::: Texto selecionado :::
Nem sempre o que é necessário é bonito de ver. A ação da polícia no Rio de Janeiro provocou reações intensas, mas não foi o mal em si, foi a consequência inevitável de uma sociedade que perdeu o senso de limite, de respeito e de pertencimento. Quando o bem precisa usar força para conter o caos, é porque o caos já venceu em muitas frentes antes: na escola, na família, na política, na educação moral. E, talvez, o que mais nos machuque seja reconhecer que parte desse descontrole nasce da nossa própria omissão.


Vivemos tempos em que a autoridade virou ofensa. O professor, que deveria ser o farol do conhecimento, é desrespeitado, agredido, desmoralizado. Os cursos de licenciatura, outrora celeiros de vocações, estão esvaziando as salas. Quem ainda se dispõe a ensinar precisa lidar com pais que, sem nunca terem segurado um giz, acham que entendem mais de educação do que quem dedicou a vida à sala de aula. E há, lamentavelmente, professores que confundem formação com doutrinação, trocando o encantamento do saber pela repetição de discursos. O resultado é um sistema à beira do colapso e uma geração que fala “tipo assim” porque desaprendeu a pensar com profundidade.


Vivemos num país de contrastes. O mesmo povo que se une comovido diante de uma tragédia, como vimos nas enchentes do Rio Grande do Sul em 2024, também convive com desvios de doações e saques a lojas. A solidariedade e a corrupção, lado a lado, como duas faces da mesma moeda. Somos, como disse o poeta, “um país abençoado por Deus e bonito por natureza”. Mas o que fizemos dessa bênção? Em que curva perdemos o rumo da ética, da hierarquia e do senso de coletividade?


No Rio, choram mães de bandidos e mães de policiais. Ambas, vítimas da mesma ausência: a do Estado, a da oportunidade, a da justiça que tarda e falha. Aqueles que caíram nas mãos do tráfico um dia foram meninos. E os que tombaram fardados também nasceram em comunidades carentes. A diferença está nas escolhas, mas as escolhas são moldadas pelas chances que cada um teve, ou não teve.
::: Material :::
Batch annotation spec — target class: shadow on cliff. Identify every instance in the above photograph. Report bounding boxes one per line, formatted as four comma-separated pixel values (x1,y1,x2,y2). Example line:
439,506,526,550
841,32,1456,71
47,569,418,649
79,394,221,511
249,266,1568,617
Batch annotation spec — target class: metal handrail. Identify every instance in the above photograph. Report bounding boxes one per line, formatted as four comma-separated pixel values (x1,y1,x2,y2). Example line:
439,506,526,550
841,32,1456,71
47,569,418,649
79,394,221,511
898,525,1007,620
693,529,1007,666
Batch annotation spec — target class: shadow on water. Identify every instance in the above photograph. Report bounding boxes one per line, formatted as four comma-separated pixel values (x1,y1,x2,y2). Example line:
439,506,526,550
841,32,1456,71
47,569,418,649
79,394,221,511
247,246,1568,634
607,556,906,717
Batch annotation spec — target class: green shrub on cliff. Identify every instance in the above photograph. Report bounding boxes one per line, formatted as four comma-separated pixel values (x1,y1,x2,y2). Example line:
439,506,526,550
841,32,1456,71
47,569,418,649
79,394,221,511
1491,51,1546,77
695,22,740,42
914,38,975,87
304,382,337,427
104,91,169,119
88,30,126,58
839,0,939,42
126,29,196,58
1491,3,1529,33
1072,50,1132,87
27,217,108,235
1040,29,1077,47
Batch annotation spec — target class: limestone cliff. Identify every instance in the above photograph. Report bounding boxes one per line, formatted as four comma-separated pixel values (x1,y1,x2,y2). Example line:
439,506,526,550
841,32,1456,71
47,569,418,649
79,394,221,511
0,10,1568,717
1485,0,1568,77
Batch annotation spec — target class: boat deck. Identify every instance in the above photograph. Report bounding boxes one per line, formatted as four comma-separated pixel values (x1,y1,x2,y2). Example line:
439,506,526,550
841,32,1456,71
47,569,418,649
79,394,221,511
:::
## Objetivo da tarefa
Transcreva, sem alterações, o trecho do texto selecionado que vai de "Vivemos tempos em" até "pensar com profundidade.", incluindo este último.

## O resultado
Vivemos tempos em que a autoridade virou ofensa. O professor, que deveria ser o farol do conhecimento, é desrespeitado, agredido, desmoralizado. Os cursos de licenciatura, outrora celeiros de vocações, estão esvaziando as salas. Quem ainda se dispõe a ensinar precisa lidar com pais que, sem nunca terem segurado um giz, acham que entendem mais de educação do que quem dedicou a vida à sala de aula. E há, lamentavelmente, professores que confundem formação com doutrinação, trocando o encantamento do saber pela repetição de discursos. O resultado é um sistema à beira do colapso e uma geração que fala “tipo assim” porque desaprendeu a pensar com profundidade.